-- begin Material to process --

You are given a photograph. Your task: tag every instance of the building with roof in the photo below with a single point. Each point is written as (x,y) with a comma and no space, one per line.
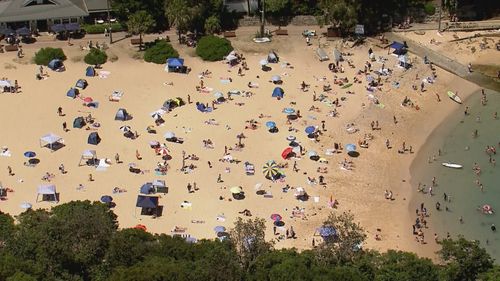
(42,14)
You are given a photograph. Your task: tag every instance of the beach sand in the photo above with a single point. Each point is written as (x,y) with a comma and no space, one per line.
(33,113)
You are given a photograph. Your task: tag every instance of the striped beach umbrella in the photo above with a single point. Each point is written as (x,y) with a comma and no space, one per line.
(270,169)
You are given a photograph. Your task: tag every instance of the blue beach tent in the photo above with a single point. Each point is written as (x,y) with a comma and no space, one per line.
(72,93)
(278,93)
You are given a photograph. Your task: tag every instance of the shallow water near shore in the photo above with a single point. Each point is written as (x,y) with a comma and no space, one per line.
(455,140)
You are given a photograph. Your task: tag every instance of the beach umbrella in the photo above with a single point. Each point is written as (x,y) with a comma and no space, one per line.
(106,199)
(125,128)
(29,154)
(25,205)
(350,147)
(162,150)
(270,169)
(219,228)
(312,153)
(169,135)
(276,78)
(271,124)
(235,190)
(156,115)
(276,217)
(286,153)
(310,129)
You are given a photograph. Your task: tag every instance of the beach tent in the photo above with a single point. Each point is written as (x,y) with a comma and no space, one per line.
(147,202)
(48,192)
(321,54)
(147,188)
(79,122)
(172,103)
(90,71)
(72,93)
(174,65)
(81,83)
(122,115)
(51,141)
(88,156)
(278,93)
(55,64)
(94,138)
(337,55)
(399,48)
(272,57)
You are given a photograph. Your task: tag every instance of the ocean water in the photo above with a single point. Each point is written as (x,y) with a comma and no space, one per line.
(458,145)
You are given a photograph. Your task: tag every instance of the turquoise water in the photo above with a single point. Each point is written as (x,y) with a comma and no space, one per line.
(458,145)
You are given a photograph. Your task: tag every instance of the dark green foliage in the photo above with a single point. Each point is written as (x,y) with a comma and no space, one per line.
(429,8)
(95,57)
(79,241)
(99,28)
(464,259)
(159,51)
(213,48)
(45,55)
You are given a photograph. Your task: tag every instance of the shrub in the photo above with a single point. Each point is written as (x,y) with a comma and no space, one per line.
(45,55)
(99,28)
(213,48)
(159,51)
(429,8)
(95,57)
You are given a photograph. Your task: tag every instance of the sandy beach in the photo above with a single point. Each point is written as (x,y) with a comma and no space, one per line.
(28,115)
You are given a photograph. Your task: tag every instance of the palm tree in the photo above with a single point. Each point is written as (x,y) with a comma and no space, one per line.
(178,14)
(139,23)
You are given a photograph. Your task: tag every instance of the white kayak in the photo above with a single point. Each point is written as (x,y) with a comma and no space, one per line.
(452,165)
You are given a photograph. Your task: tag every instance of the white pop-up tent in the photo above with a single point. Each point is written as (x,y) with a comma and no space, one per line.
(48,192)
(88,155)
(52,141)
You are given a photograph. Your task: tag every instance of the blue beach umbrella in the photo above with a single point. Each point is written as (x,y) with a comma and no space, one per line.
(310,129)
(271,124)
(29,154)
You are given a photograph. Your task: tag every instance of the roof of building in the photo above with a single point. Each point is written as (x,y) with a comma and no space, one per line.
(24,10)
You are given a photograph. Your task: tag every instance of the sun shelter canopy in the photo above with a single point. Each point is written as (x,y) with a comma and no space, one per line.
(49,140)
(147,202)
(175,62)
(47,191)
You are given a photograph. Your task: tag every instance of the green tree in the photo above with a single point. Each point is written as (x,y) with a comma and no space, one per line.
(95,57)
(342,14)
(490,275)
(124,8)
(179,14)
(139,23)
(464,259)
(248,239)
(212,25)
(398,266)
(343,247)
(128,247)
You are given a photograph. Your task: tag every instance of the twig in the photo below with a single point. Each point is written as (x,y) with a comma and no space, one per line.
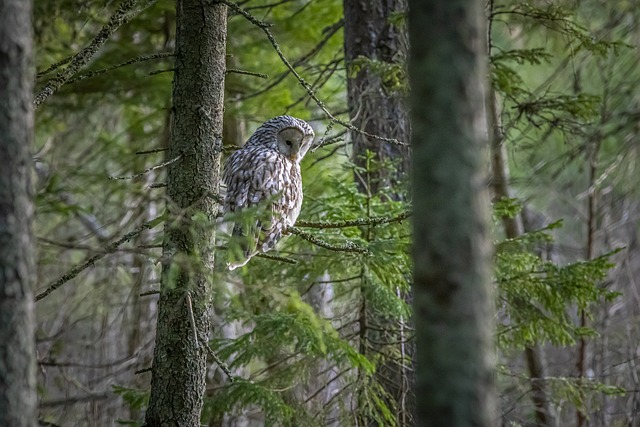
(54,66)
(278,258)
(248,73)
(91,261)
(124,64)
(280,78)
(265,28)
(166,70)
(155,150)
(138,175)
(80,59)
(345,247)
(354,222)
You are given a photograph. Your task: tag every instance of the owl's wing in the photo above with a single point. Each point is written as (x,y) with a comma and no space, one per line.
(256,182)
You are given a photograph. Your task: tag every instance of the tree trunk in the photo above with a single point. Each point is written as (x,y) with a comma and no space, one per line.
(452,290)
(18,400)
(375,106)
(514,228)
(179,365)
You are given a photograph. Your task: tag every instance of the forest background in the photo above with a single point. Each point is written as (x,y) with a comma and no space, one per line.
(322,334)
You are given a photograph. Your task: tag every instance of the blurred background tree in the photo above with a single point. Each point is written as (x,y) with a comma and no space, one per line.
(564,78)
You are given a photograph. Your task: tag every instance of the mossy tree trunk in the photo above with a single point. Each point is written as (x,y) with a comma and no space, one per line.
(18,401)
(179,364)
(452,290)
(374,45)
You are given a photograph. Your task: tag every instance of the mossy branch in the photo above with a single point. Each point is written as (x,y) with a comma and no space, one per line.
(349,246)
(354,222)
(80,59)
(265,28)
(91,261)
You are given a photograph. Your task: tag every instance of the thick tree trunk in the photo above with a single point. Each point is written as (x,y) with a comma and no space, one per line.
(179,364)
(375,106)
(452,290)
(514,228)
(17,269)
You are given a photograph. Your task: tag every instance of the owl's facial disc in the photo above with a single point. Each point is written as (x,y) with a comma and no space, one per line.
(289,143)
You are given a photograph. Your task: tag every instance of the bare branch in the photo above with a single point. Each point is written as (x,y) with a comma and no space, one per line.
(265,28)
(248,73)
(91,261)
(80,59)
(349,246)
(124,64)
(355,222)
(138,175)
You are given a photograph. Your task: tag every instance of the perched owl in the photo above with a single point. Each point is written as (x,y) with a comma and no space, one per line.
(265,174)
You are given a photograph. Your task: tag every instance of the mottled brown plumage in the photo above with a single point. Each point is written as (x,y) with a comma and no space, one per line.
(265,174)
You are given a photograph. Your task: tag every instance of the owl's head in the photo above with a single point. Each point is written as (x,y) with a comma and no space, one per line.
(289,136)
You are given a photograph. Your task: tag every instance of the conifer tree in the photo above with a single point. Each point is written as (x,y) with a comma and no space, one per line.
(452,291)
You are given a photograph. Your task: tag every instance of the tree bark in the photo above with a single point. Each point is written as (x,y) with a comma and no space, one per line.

-- end Material to process --
-- begin Material to process --

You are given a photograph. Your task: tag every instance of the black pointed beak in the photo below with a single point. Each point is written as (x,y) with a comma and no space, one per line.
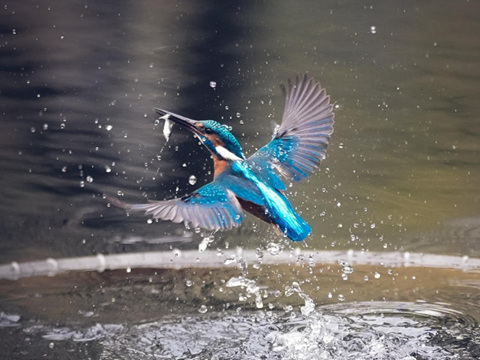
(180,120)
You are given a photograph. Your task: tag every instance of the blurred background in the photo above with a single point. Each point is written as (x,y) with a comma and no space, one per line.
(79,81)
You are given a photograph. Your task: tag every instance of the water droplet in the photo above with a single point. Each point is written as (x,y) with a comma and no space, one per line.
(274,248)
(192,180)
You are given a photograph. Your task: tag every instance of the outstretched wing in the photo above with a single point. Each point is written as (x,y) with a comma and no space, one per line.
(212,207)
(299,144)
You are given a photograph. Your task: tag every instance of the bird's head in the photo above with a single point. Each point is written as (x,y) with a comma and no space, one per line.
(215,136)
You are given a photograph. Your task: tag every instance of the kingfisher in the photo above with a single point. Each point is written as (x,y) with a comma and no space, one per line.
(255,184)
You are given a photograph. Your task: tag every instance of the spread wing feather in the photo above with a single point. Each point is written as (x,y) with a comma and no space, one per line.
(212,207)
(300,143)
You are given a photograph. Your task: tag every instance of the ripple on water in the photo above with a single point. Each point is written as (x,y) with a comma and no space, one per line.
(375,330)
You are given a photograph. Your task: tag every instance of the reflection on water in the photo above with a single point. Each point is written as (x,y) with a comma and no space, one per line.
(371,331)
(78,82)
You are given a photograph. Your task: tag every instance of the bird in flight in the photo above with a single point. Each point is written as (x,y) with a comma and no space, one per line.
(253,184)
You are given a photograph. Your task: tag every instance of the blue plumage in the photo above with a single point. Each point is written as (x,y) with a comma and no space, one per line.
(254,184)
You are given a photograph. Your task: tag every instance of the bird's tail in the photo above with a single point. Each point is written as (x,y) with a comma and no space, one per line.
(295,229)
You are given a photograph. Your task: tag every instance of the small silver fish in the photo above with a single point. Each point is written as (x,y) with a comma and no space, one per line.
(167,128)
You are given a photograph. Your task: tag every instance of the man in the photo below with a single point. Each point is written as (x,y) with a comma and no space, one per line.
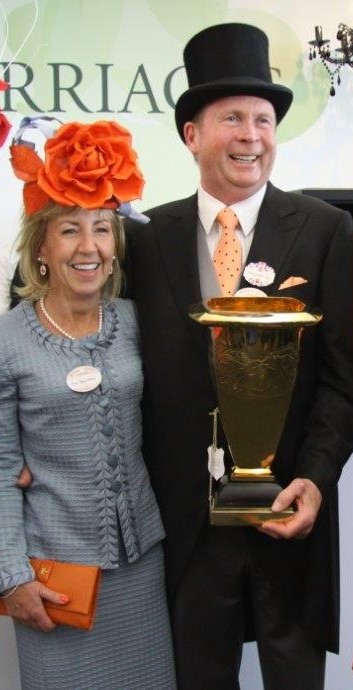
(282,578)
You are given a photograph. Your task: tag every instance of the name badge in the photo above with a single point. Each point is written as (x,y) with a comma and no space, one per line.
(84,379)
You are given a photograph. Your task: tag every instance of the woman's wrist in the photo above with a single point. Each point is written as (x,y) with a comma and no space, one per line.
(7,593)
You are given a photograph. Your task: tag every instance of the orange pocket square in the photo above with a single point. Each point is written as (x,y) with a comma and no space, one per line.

-- end Material to process --
-- begin Material to process --

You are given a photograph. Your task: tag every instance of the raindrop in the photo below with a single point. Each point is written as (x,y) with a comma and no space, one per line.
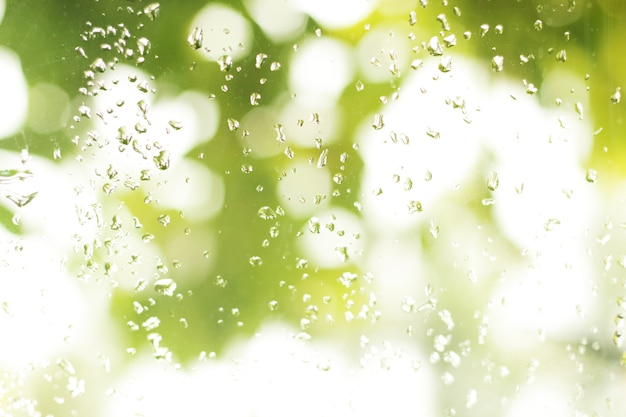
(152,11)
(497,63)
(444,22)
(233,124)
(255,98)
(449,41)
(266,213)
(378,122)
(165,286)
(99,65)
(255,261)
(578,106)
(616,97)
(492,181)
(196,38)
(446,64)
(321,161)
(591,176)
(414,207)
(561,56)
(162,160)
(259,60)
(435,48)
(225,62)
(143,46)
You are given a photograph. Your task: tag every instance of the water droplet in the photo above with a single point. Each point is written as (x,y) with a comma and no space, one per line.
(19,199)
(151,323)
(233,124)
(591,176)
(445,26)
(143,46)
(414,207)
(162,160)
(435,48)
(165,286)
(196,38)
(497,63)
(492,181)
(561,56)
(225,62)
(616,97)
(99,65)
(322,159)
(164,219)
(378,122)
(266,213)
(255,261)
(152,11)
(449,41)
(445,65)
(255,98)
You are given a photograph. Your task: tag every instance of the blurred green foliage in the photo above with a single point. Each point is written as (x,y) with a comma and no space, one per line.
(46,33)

-- end Material to process --

Task directions: Collect every line of the items above that contains the word "ocean", matching its case.

Output of the exercise:
You are given a photograph. Your task: tag every instance of the ocean water in the photo above with a single point. Each point is written as (x,y) with a comma and no space, one per line.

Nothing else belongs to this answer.